Aim of the task -
Copy the records below, starting at the line containing "Examine the picture shown below." and ending at the line containing "[127, 177, 163, 200]", keeping the requests but leaving out the pictures. Give only those lines, and scale every bounding-box coordinate in the answers by 0.75, rounding to whole numbers with halves going up.

Supplied entries -
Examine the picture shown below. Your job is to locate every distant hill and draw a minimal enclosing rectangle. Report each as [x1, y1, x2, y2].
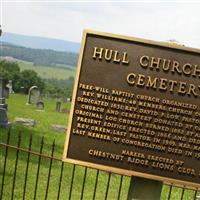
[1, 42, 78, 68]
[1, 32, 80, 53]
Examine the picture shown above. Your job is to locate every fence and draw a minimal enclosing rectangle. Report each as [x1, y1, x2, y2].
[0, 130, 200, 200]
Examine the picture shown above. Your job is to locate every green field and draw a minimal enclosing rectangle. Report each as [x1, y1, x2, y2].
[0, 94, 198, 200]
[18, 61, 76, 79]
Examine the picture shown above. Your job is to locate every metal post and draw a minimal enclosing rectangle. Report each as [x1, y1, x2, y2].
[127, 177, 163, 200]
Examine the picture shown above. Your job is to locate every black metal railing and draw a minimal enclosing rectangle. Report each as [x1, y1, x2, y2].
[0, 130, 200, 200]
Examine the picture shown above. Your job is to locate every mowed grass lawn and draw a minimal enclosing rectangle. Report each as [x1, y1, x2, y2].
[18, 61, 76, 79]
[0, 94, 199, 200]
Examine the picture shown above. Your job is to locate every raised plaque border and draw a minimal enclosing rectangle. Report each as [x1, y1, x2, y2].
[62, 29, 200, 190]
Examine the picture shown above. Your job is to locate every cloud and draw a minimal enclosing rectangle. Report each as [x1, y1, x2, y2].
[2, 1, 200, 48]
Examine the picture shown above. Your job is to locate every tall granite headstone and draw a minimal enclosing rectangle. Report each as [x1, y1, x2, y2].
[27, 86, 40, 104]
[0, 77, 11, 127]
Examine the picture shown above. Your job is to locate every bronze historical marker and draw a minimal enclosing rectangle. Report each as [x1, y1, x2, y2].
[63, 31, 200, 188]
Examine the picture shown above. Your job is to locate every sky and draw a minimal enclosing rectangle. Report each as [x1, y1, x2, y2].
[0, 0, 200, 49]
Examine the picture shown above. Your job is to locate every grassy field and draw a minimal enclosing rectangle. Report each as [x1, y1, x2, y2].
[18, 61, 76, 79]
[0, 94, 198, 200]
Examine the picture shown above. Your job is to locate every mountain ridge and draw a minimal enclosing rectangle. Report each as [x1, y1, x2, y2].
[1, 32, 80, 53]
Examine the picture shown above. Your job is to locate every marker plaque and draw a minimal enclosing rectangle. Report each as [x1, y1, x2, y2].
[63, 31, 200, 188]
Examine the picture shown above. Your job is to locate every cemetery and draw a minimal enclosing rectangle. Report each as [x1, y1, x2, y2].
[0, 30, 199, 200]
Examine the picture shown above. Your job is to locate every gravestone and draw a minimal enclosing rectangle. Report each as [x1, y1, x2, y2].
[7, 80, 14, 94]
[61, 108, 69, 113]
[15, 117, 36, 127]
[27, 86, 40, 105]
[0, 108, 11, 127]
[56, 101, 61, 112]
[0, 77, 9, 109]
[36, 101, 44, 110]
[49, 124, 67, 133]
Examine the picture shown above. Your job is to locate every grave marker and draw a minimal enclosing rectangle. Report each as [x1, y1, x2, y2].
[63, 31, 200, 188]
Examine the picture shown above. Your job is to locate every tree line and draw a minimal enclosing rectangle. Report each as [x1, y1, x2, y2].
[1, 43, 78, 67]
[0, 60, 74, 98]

...

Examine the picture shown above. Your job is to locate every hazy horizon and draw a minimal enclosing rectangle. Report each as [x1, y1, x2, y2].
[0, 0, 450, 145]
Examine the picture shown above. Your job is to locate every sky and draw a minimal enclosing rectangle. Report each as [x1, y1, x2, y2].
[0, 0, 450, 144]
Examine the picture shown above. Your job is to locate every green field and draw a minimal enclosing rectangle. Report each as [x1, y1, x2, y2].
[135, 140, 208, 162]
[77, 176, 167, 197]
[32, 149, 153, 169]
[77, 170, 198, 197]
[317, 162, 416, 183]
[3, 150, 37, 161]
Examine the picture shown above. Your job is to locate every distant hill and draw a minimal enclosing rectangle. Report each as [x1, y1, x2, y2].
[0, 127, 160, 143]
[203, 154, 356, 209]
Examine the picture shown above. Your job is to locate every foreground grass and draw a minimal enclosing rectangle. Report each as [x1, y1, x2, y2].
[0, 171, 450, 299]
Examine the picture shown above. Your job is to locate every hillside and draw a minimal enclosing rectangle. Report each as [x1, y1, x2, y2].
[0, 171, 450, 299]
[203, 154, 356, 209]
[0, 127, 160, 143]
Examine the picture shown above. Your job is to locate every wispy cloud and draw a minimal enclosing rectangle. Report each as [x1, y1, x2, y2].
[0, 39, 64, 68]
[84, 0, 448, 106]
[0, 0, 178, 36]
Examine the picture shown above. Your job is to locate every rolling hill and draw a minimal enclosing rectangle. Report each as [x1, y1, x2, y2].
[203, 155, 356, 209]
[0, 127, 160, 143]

Reply to the task -
Examine the picture shown below. Your job is to locate every distant hill and draw a minimal enclosing rectangle. Report each as [x1, y1, x2, y2].
[1, 32, 59, 51]
[1, 24, 60, 40]
Examine the picture shown above. Your job is to locate every fence and draw a minimal enclosing rectangle. Report each as [x1, y1, x2, y2].
[0, 98, 150, 150]
Examine the picture shown above. Your job is to locate every green field and draw a minimal enclosing rectangle. Report each as [x1, y1, x2, y2].
[0, 71, 149, 150]
[14, 46, 57, 59]
Examine the picture shown above. Your job is to locate every metal post and draw a minimal enclosing rectangle. Report each as [x1, y1, x2, y2].
[95, 133, 122, 150]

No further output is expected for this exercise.